↓↓↓
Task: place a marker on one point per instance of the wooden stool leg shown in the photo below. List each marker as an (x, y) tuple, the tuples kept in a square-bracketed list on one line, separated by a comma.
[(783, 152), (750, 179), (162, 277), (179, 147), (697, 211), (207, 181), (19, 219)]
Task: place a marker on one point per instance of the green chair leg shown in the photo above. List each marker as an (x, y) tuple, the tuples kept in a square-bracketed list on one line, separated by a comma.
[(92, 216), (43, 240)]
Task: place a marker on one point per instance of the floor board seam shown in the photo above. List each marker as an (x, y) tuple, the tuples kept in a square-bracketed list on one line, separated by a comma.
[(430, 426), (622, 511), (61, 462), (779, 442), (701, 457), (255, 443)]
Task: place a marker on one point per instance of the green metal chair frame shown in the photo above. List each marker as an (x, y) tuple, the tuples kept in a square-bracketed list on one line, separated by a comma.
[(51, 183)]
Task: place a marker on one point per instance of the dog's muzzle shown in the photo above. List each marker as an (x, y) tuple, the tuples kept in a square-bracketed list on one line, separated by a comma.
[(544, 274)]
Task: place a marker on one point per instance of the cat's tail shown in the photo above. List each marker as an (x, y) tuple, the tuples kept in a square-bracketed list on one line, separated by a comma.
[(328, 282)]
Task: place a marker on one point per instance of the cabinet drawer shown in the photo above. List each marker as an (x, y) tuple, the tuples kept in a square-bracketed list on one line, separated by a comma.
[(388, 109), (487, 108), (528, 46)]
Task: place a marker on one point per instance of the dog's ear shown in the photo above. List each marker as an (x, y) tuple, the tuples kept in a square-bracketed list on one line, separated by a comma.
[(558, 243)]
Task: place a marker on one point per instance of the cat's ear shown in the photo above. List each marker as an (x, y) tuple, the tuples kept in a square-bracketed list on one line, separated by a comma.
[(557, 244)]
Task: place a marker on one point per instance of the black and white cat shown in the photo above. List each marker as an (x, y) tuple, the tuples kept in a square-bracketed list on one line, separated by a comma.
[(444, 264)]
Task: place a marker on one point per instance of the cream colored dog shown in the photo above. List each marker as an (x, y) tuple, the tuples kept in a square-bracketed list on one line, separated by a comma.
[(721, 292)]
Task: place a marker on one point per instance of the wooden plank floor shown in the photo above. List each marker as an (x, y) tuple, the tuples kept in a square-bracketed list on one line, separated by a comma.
↑↑↑
↓↓↓
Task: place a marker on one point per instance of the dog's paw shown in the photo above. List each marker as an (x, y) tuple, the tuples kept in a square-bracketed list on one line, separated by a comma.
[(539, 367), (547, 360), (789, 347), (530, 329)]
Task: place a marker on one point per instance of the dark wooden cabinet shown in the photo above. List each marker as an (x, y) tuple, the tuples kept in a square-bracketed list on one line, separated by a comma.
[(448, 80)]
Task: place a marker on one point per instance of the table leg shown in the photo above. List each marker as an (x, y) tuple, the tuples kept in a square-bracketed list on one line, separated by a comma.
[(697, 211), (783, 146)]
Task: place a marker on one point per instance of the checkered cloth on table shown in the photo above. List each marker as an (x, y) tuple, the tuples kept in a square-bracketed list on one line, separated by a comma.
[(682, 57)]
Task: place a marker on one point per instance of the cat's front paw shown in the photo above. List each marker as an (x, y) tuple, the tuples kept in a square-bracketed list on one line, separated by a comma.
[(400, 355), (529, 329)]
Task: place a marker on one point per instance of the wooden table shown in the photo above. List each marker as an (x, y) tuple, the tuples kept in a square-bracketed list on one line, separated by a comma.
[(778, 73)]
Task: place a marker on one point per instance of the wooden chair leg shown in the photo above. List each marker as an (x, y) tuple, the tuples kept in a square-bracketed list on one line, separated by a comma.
↑↑↑
↓↓↓
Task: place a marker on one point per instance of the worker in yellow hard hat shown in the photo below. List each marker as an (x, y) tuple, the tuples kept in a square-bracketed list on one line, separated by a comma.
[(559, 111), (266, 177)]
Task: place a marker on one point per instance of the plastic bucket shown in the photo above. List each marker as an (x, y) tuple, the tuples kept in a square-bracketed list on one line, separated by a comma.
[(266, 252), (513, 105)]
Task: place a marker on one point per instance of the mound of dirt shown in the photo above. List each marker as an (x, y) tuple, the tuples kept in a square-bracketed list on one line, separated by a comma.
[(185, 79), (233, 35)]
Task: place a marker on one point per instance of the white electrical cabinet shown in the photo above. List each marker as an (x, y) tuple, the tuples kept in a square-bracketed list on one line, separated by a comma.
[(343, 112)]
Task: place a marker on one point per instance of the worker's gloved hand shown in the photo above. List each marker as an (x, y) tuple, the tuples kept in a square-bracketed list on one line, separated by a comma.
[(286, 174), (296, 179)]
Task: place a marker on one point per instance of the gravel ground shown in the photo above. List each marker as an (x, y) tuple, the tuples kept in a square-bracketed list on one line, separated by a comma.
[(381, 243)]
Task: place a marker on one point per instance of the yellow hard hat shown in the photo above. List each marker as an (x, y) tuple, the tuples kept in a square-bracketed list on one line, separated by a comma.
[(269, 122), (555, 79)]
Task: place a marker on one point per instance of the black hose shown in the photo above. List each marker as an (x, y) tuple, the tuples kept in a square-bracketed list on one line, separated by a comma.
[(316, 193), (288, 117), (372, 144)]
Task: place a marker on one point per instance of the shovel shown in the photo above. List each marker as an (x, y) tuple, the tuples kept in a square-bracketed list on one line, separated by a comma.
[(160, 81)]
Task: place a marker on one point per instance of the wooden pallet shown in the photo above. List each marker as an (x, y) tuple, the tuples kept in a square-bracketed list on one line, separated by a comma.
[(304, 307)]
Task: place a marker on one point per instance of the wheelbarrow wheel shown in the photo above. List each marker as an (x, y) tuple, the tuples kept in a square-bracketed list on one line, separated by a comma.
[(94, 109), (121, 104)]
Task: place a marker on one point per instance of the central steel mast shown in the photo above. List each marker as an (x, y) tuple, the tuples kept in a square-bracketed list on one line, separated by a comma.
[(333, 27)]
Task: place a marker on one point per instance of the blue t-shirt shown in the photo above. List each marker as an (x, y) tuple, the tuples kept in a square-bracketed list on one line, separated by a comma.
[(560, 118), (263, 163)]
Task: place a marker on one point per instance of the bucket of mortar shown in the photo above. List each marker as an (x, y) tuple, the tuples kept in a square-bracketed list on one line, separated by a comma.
↑↑↑
▶ [Stated exercise] Turn the data above, from the line with "of the dark" to the line with "[(697, 211), (783, 146)]", into a JSON list of strings with one string per line and no blank lines.

▶ [Task answer]
[
  "Task: place a marker on one point per instance of the dark wooden cabinet shown in the photo above. List each marker as an (x, y) tuple, the tuples kept in a square-bracketed list on one line, separated by a comma.",
  "[(448, 80)]",
  "Task: place a marker on one point per instance of the table leg shown in the photo above. List each marker as an (x, y) tuple, the tuples kept in a square-bracketed list on one line, separated by a comma.",
  "[(697, 211), (783, 146)]"
]